--- WORK REQUEST ---
Print every entry below exactly, leaving out the pictures.

--- SOURCE RECORDS ---

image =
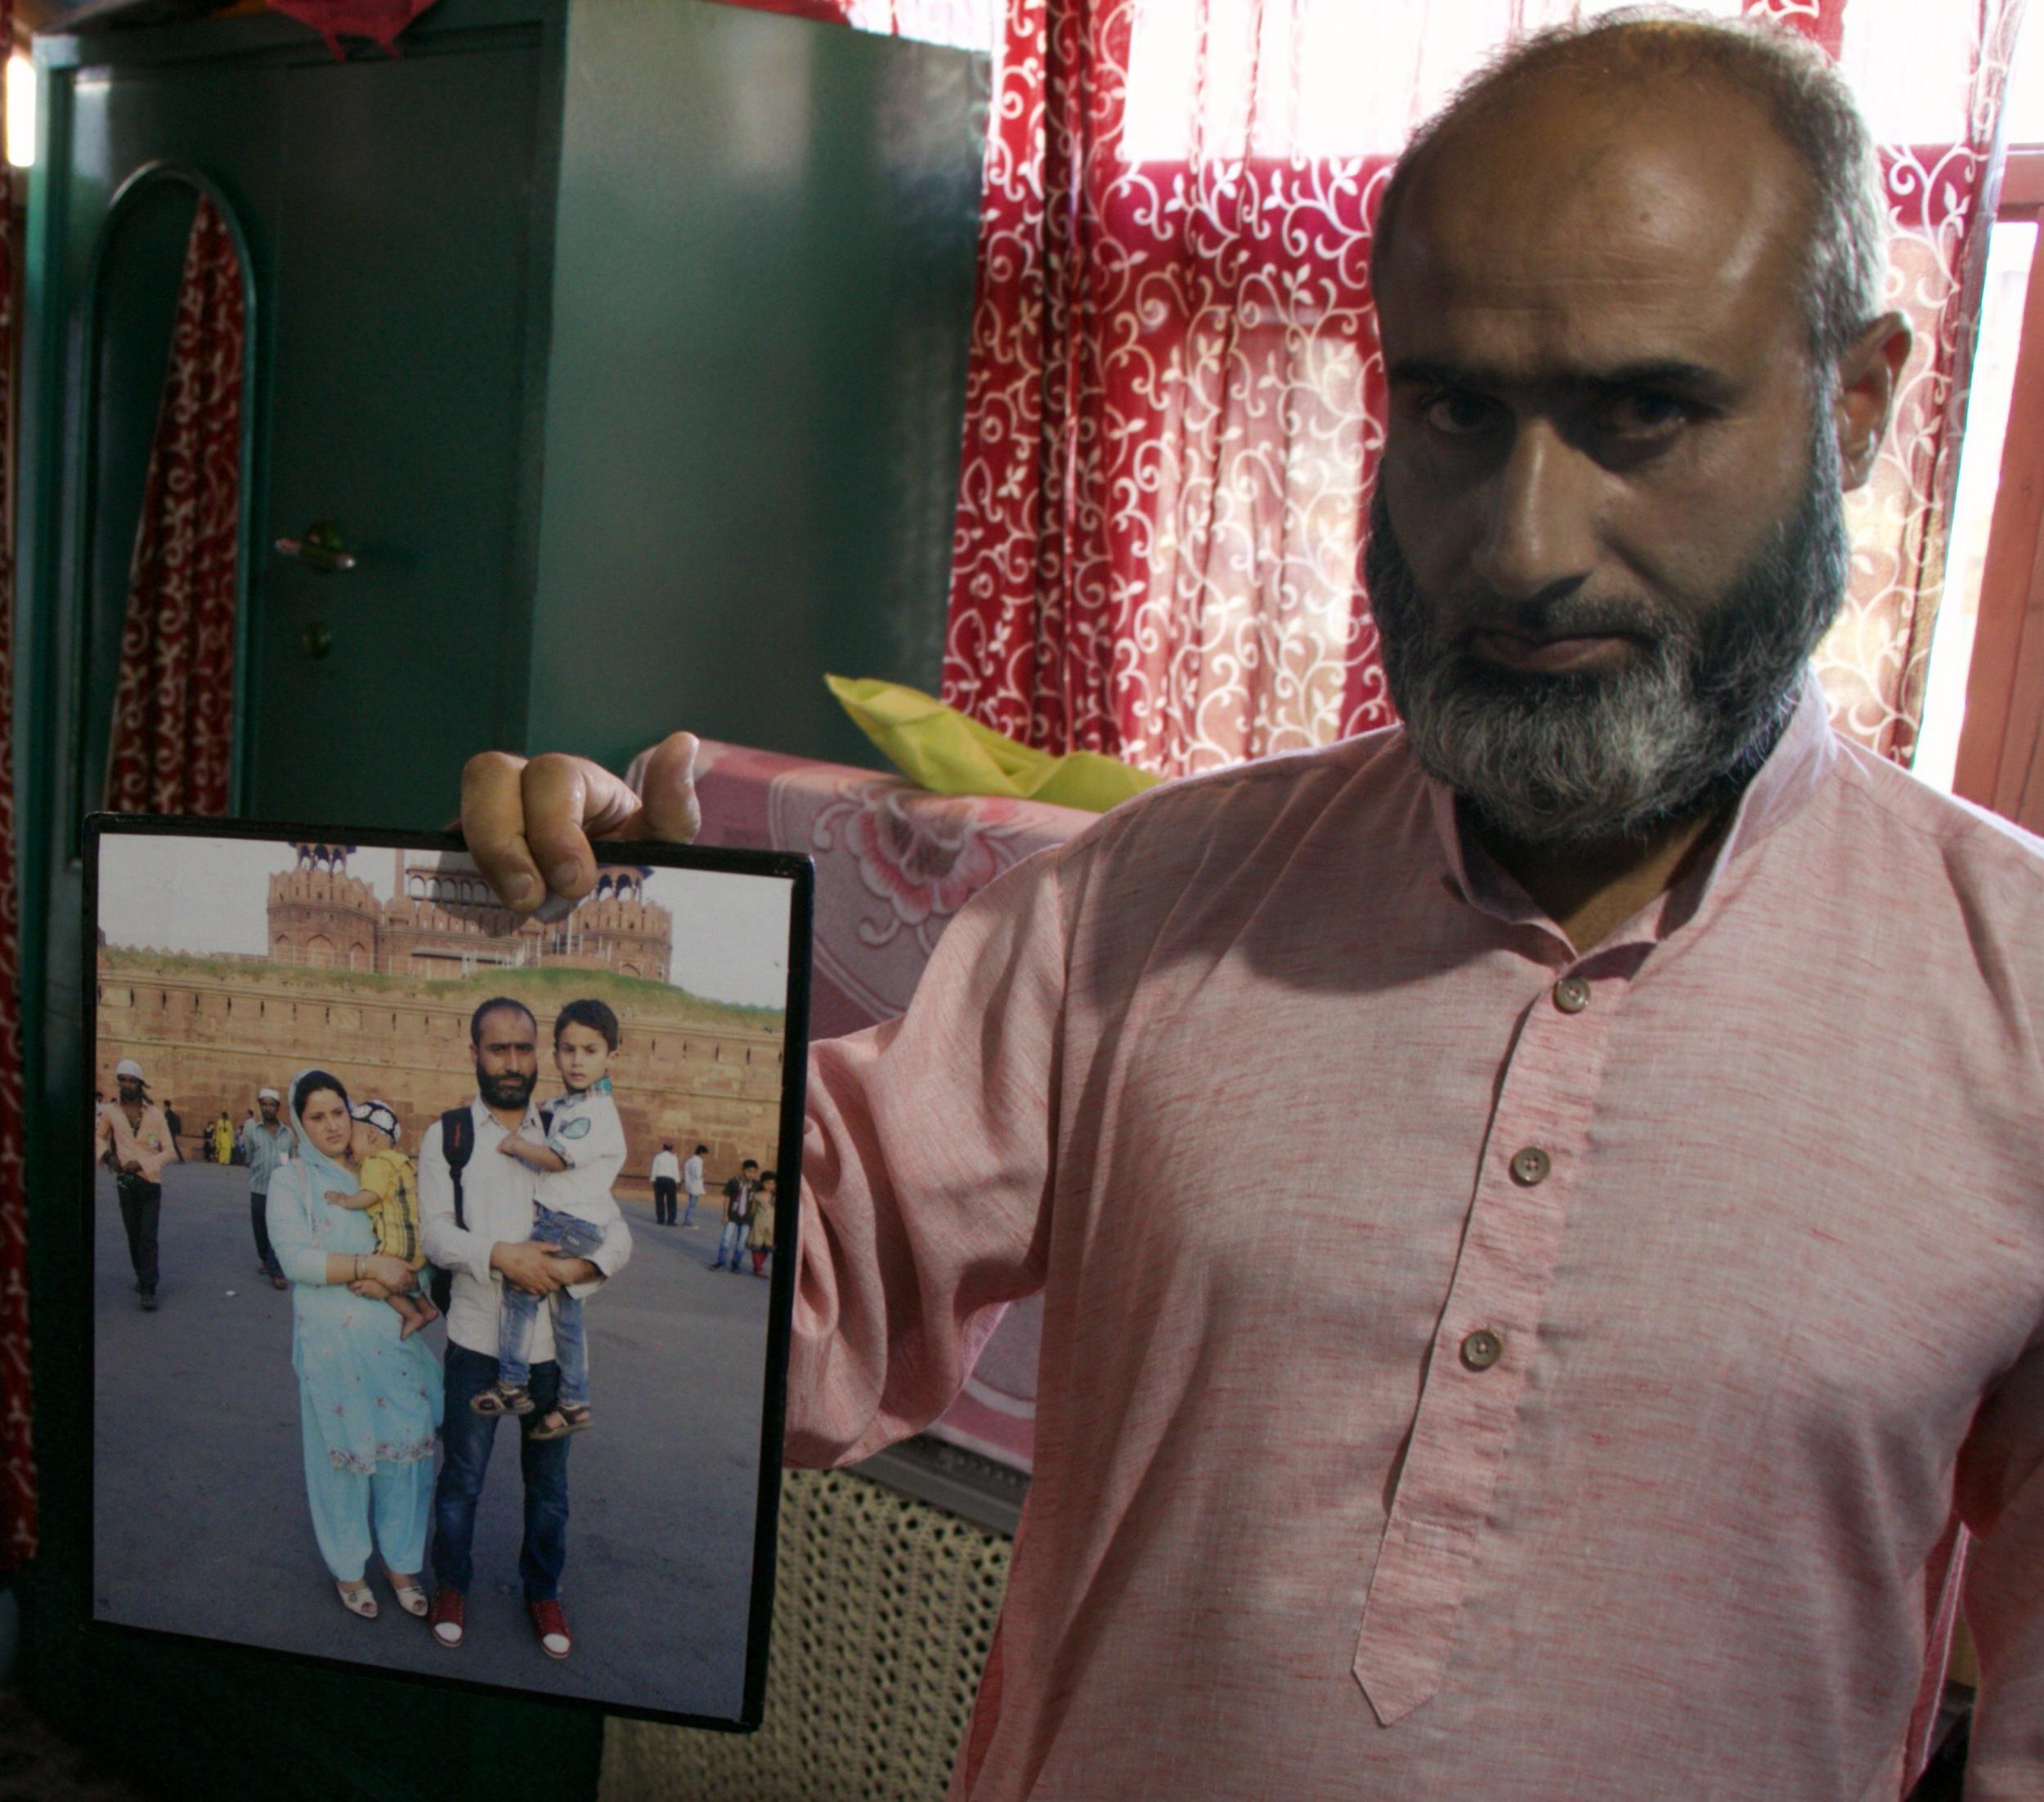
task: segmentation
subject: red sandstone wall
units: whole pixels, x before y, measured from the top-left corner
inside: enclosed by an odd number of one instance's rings
[[[431,984],[393,985],[388,1000],[343,988],[330,998],[307,986],[307,973],[286,977],[259,962],[247,975],[199,979],[161,968],[110,968],[102,963],[94,1083],[114,1092],[114,1066],[134,1058],[151,1092],[174,1100],[185,1150],[199,1125],[223,1107],[239,1123],[256,1091],[285,1088],[310,1065],[330,1069],[356,1100],[379,1096],[395,1107],[404,1145],[442,1109],[475,1092],[468,1013],[476,997],[435,1000]],[[504,993],[519,993],[518,972],[504,975]],[[739,1162],[773,1161],[779,1132],[781,1041],[772,1029],[735,1028],[692,1015],[687,997],[666,996],[643,1014],[620,1007],[624,1040],[611,1067],[630,1156],[628,1179],[643,1189],[660,1141],[670,1138],[686,1157],[700,1142],[713,1181]],[[544,1020],[556,997],[538,998]],[[661,1005],[661,1003],[667,1003]],[[550,1056],[540,1055],[539,1093],[558,1094]]]

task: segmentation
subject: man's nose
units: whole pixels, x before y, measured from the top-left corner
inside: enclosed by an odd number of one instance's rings
[[[1492,477],[1471,567],[1508,601],[1558,600],[1597,562],[1603,474],[1543,419],[1521,425]]]

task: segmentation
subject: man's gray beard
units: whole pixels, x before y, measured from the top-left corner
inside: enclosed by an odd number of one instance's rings
[[[1414,755],[1484,824],[1526,845],[1638,840],[1728,804],[1767,760],[1845,593],[1850,546],[1838,446],[1813,433],[1795,510],[1707,616],[1658,599],[1516,610],[1500,622],[1563,635],[1624,630],[1615,675],[1522,675],[1434,630],[1380,486],[1364,554],[1384,674]]]

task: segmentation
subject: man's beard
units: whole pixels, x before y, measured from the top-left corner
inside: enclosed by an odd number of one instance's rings
[[[522,1108],[539,1086],[537,1070],[530,1076],[491,1076],[481,1069],[476,1071],[476,1091],[486,1108]]]
[[[1421,767],[1526,845],[1644,839],[1728,805],[1767,760],[1845,593],[1850,548],[1829,407],[1795,509],[1699,613],[1571,595],[1488,616],[1543,637],[1623,632],[1614,673],[1520,675],[1435,629],[1381,486],[1364,571],[1384,673]]]

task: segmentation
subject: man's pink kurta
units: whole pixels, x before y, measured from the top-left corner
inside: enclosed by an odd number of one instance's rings
[[[1586,957],[1396,731],[1156,791],[814,1054],[788,1447],[1041,1288],[954,1794],[1890,1802],[1956,1510],[2044,1797],[2044,858],[1814,692]]]

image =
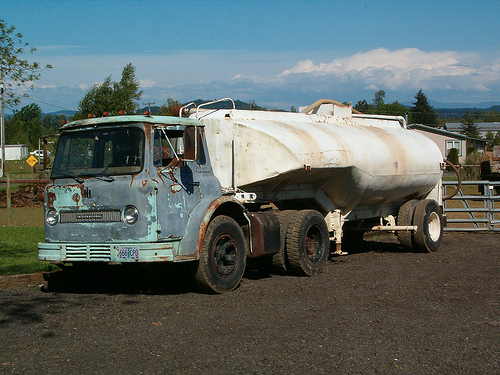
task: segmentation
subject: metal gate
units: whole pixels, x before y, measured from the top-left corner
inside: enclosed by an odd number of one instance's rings
[[[457,181],[443,181],[443,195],[457,185]],[[458,193],[443,202],[443,209],[448,218],[445,231],[500,232],[500,181],[462,181]]]

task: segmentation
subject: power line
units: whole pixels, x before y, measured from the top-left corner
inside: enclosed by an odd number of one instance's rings
[[[73,111],[72,109],[67,109],[67,108],[59,107],[59,106],[54,105],[54,104],[46,103],[46,102],[44,102],[44,101],[41,101],[41,100],[38,100],[38,99],[32,98],[31,96],[28,96],[26,99],[32,100],[32,101],[37,102],[37,103],[45,104],[45,105],[48,105],[48,106],[50,106],[50,107],[54,107],[54,108],[58,108],[58,109],[62,109],[63,111]]]

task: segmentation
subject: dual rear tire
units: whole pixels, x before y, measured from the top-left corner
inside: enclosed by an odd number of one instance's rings
[[[295,275],[314,276],[325,266],[330,239],[323,216],[315,210],[282,211],[280,221],[280,251],[273,264],[280,271]]]
[[[404,249],[432,253],[443,240],[443,214],[436,201],[411,200],[399,209],[398,225],[416,226],[417,231],[399,231],[399,243]]]

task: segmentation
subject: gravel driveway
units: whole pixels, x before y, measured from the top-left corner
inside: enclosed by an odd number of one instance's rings
[[[0,373],[499,373],[500,234],[433,254],[379,240],[313,278],[255,265],[225,295],[183,266],[1,289]]]

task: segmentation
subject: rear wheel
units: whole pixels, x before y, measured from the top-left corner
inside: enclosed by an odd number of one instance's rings
[[[287,258],[293,273],[314,276],[328,259],[330,240],[325,219],[318,211],[299,211],[288,227]]]
[[[290,268],[286,255],[286,234],[296,215],[297,211],[294,210],[280,211],[276,214],[280,222],[280,251],[273,255],[272,263],[279,272],[285,273]]]
[[[217,216],[208,225],[195,281],[206,292],[225,293],[238,286],[245,272],[243,231],[228,216]]]
[[[410,226],[413,224],[413,214],[415,212],[415,207],[418,204],[418,200],[412,199],[406,202],[399,208],[398,212],[398,225],[399,226]],[[411,250],[413,247],[413,232],[400,230],[397,232],[399,243],[401,247],[405,250]]]
[[[424,199],[418,202],[413,225],[417,226],[413,250],[430,253],[439,249],[443,240],[443,215],[436,201]]]

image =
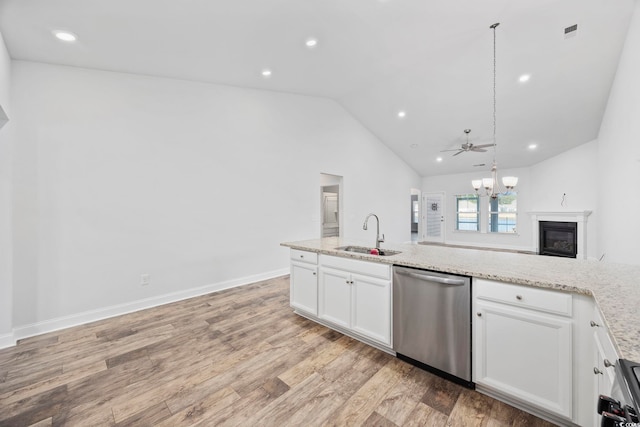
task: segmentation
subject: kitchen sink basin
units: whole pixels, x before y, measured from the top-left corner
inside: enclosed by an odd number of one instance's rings
[[[336,250],[338,251],[356,252],[359,254],[375,255],[371,253],[372,249],[373,248],[367,248],[364,246],[340,246],[339,248],[336,248]],[[400,251],[391,251],[389,249],[378,249],[378,255],[380,256],[391,256],[391,255],[397,255],[399,253]]]

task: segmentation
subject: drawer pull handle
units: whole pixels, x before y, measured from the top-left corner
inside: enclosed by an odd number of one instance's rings
[[[613,366],[613,363],[609,362],[609,359],[604,359],[602,363],[604,363],[605,368],[611,368]]]
[[[314,276],[316,275],[316,272],[315,272],[315,271],[313,272],[313,275],[314,275]]]
[[[522,295],[516,295],[516,299],[517,299],[518,301],[522,301]]]
[[[304,255],[300,255],[300,258],[304,258]]]
[[[600,369],[598,369],[598,368],[593,368],[593,373],[595,375],[602,375],[602,371]]]
[[[593,320],[591,322],[589,322],[589,324],[591,325],[592,328],[599,328],[600,325],[598,325],[596,322],[594,322]]]
[[[482,313],[477,312],[477,313],[476,313],[476,316],[478,316],[478,317],[482,317]]]

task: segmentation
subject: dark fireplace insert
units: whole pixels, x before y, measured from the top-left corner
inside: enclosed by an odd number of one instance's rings
[[[540,255],[575,258],[577,239],[576,222],[540,221]]]

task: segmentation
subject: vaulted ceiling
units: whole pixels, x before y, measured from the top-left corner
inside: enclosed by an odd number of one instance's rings
[[[633,5],[0,0],[0,31],[14,59],[334,99],[428,176],[491,163],[491,150],[441,151],[465,142],[467,128],[471,142],[492,141],[496,22],[499,165],[532,165],[595,139]],[[61,42],[55,30],[78,39]]]

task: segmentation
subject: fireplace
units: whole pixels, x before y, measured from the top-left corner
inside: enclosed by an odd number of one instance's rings
[[[540,221],[540,255],[576,258],[578,252],[578,223]]]
[[[577,223],[577,231],[575,231],[577,242],[574,245],[576,248],[575,258],[587,258],[587,222],[593,211],[532,211],[527,213],[531,216],[532,252],[537,254],[542,253],[543,241],[541,239],[541,222],[559,222],[562,225],[565,225],[566,223]]]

--- ANSWER SPACE ---
image =
task: segmentation
subject: red sandstone wall
units: whole pixels, x before y, measured from the top-left corner
inside: enclosed by an odd number of one instance's rings
[[[431,984],[393,985],[388,1000],[343,988],[330,998],[307,986],[307,973],[286,977],[259,962],[247,975],[199,979],[161,968],[110,968],[102,963],[94,1083],[114,1092],[114,1066],[134,1058],[151,1092],[174,1100],[185,1150],[199,1125],[223,1107],[239,1123],[256,1091],[285,1088],[310,1065],[330,1069],[356,1100],[379,1096],[395,1107],[404,1145],[442,1109],[475,1092],[468,1013],[476,997],[435,1000]],[[504,993],[519,993],[518,972],[504,975]],[[739,1162],[773,1161],[779,1132],[781,1041],[772,1029],[735,1028],[692,1015],[687,997],[666,996],[643,1014],[620,1007],[624,1040],[611,1067],[630,1156],[628,1179],[643,1189],[660,1141],[670,1138],[686,1157],[700,1142],[713,1181]],[[544,1020],[556,997],[538,998]],[[661,1005],[661,1003],[667,1003]],[[550,1056],[540,1055],[539,1093],[558,1094]]]

task: segmentation
subject: man's nose
units: whole pixels, x before y, measured from the top-left corner
inside: enclosed by an odd number of one instance's rings
[[[1492,477],[1471,567],[1508,601],[1558,600],[1597,562],[1603,474],[1543,419],[1521,425]]]

task: segmentation
subject: man's gray beard
units: whole pixels, x before y, measured from the top-left corner
inside: enclosed by an odd number of one instance's rings
[[[1414,755],[1484,824],[1526,845],[1638,840],[1728,804],[1767,760],[1845,593],[1850,546],[1838,446],[1813,433],[1795,510],[1707,616],[1658,599],[1516,610],[1500,622],[1563,635],[1624,630],[1615,675],[1522,675],[1434,630],[1380,486],[1364,554],[1384,674]]]

task: segmentation
subject: man's beard
units: whole pixels, x before y, measured from the top-left corner
inside: enclosed by an odd number of one instance's rings
[[[522,1108],[539,1086],[537,1070],[530,1076],[491,1076],[481,1069],[476,1071],[476,1091],[486,1108]]]
[[[1421,767],[1526,845],[1644,839],[1728,805],[1767,760],[1845,593],[1850,548],[1829,407],[1795,509],[1699,613],[1571,595],[1488,616],[1543,637],[1623,632],[1614,673],[1520,675],[1435,629],[1381,486],[1364,571],[1384,673]]]

task: segmentation
subject: man's pink kurta
units: whole pixels, x before y, measured from the top-left corner
inside: enclosed by an odd number of one instance's rings
[[[1586,957],[1396,731],[1156,791],[814,1054],[788,1447],[1041,1288],[954,1794],[1890,1802],[1956,1510],[2044,1797],[2044,858],[1814,692]]]

image =
task: segmentation
subject: metal gate
units: whole pixels, x before y, measured from the top-left corner
inside: enclosed by an odd number of one instance's rings
[[[457,181],[443,181],[443,195],[457,185]],[[458,193],[443,202],[443,209],[448,218],[445,231],[500,232],[500,181],[462,181]]]

task: segmentation
subject: power line
units: whole pixels, x before y, measured from the top-left corner
inside: enclosed by an odd number of one instance's rings
[[[73,111],[72,109],[67,109],[67,108],[59,107],[59,106],[54,105],[54,104],[46,103],[46,102],[44,102],[44,101],[41,101],[41,100],[38,100],[38,99],[32,98],[31,96],[28,96],[26,99],[32,100],[32,101],[37,102],[37,103],[45,104],[45,105],[48,105],[48,106],[50,106],[50,107],[54,107],[54,108],[58,108],[58,109],[62,109],[63,111]]]

task: segmentation
subject: dual rear tire
units: whole pixels, x before y, measured from the top-left corner
inside: enclosed by an odd number of one instance's rings
[[[295,275],[314,276],[325,266],[330,239],[323,216],[315,210],[282,211],[280,221],[280,251],[273,264],[280,271]]]
[[[404,249],[432,253],[443,240],[443,214],[436,201],[411,200],[399,209],[398,225],[416,226],[417,231],[399,231],[399,243]]]

task: segmentation
subject: gravel driveway
units: whole pixels, x before y, measured from the top-left corner
inside: enclosed by an odd number of one instance's rings
[[[0,373],[499,373],[500,234],[433,254],[379,240],[313,278],[255,265],[225,295],[183,266],[1,289]]]

task: segmentation
subject: rear wheel
units: whole pixels, x before y, measured from the top-left corner
inside: enclosed by an odd number of one instance's rings
[[[287,258],[293,273],[314,276],[328,259],[330,240],[325,219],[318,211],[299,211],[288,227]]]
[[[290,268],[286,255],[286,234],[296,215],[297,211],[294,210],[280,211],[276,214],[280,222],[280,251],[273,255],[272,263],[279,272],[285,273]]]
[[[217,216],[208,225],[195,281],[206,292],[225,293],[238,286],[245,272],[243,231],[228,216]]]
[[[410,226],[413,224],[413,214],[415,212],[415,207],[418,204],[418,200],[412,199],[406,202],[399,208],[398,212],[398,225],[399,226]],[[411,250],[413,247],[413,232],[400,230],[397,232],[399,243],[401,247],[405,250]]]
[[[424,199],[418,202],[413,225],[417,226],[413,250],[430,253],[439,249],[443,240],[443,215],[436,201]]]

image =
task: segmentation
subject: kitchen sink basin
units: whole pixels, x before y, measured from the top-left corner
inside: enclosed by an odd number of one instance's rings
[[[336,250],[338,251],[356,252],[359,254],[375,255],[371,253],[372,249],[373,248],[367,248],[364,246],[340,246],[339,248],[336,248]],[[400,251],[391,251],[389,249],[378,249],[378,255],[380,256],[391,256],[391,255],[397,255],[399,253]]]

task: segmentation
subject: drawer pull handle
units: whole pixels, x before y, measured from the top-left corner
inside: enclosed by an odd number of one instance's rings
[[[613,366],[613,363],[609,362],[609,359],[604,359],[602,363],[604,363],[605,368],[611,368]]]
[[[314,276],[316,275],[316,272],[315,272],[315,271],[313,272],[313,275],[314,275]]]
[[[522,295],[516,295],[516,299],[517,299],[518,301],[522,301]]]
[[[304,255],[300,255],[300,258],[304,258]]]
[[[600,369],[598,369],[598,368],[593,368],[593,373],[595,375],[602,375],[602,371]]]
[[[593,320],[591,322],[589,322],[589,324],[591,325],[592,328],[599,328],[600,325],[598,325],[596,322],[594,322]]]
[[[482,313],[477,312],[477,313],[476,313],[476,316],[478,316],[478,317],[482,317]]]

task: segmentation
subject: dark fireplace insert
units: whole pixels, x before y, measured from the top-left corner
inside: enclosed by an odd number of one instance's rings
[[[540,255],[575,258],[577,239],[576,222],[540,221]]]

task: segmentation
subject: vaulted ceiling
units: whole pixels, x before y, measured from the top-left corner
inside: enclosed by an odd number of one instance's rings
[[[633,5],[0,0],[0,31],[14,59],[334,99],[428,176],[491,163],[491,150],[441,151],[465,142],[467,128],[471,142],[492,141],[496,22],[499,165],[532,165],[595,139]],[[61,42],[55,30],[78,39]]]

task: segmentation
subject: fireplace
units: whole pixels, x before y, measured from the top-left corner
inside: enclosed by an odd number of one instance's rings
[[[540,221],[540,255],[576,258],[578,252],[578,223]]]
[[[577,223],[577,231],[575,231],[577,242],[574,245],[576,248],[575,258],[587,258],[587,222],[593,211],[532,211],[527,213],[531,216],[532,252],[537,254],[542,253],[543,241],[541,239],[541,222],[559,222],[562,225],[565,225],[566,223]]]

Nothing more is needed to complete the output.